SET TASK »
Retype the rows from their first line through the line containing "(0, 0), (500, 311)", including both of those lines and reproducing every character without change.
* BEGIN DATA ROWS *
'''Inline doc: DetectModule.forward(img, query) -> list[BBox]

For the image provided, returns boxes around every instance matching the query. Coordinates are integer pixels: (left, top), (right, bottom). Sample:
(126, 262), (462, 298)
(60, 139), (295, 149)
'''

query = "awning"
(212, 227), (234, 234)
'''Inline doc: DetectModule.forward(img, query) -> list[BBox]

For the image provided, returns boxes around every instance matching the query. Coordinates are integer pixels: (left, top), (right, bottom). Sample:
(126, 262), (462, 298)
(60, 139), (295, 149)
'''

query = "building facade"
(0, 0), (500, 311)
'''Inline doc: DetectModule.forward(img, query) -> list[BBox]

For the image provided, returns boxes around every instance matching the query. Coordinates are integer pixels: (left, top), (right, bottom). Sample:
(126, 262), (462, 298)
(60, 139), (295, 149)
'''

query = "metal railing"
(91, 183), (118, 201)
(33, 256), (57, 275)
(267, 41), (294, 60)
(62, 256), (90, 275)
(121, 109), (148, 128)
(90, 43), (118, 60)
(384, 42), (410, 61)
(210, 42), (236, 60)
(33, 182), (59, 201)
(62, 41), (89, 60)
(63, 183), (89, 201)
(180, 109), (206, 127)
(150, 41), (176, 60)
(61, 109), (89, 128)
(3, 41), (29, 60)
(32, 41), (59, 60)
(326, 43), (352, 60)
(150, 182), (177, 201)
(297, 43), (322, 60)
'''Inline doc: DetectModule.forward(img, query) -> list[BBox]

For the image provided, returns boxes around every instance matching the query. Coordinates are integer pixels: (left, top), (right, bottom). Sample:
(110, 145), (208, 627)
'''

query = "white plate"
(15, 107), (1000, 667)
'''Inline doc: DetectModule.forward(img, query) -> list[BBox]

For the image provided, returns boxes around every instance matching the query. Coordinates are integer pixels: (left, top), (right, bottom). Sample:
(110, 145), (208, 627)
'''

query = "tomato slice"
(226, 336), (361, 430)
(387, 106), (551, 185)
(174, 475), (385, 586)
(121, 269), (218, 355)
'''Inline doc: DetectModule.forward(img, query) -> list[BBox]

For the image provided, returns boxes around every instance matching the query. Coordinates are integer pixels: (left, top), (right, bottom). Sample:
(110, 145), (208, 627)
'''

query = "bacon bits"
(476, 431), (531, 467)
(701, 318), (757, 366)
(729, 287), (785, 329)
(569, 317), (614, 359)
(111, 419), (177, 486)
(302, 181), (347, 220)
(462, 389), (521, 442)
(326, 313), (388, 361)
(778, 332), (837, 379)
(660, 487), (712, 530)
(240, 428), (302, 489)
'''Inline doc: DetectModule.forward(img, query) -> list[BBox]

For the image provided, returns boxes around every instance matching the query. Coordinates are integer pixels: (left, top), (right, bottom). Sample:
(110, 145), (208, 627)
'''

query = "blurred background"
* END DATA ROWS *
RESPONSE »
'''Inline doc: DetectModule.forward(img, query) -> list[BBox]

For the image provided, returns boxes around every instance matching the query. Coordinates are integer pixels: (left, top), (right, bottom). Sample:
(126, 262), (462, 298)
(60, 139), (295, 149)
'''

query = "awning"
(212, 227), (234, 234)
'''Inline doc: DetectModule.forward(img, query) -> list[BBox]

For the image provided, returns boxes around every instance matching the query. Coordinates are integer pixels: (left, top), (right, bottom). Sample:
(126, 262), (462, 298)
(60, 139), (295, 149)
'''

query = "building facade"
(0, 0), (500, 311)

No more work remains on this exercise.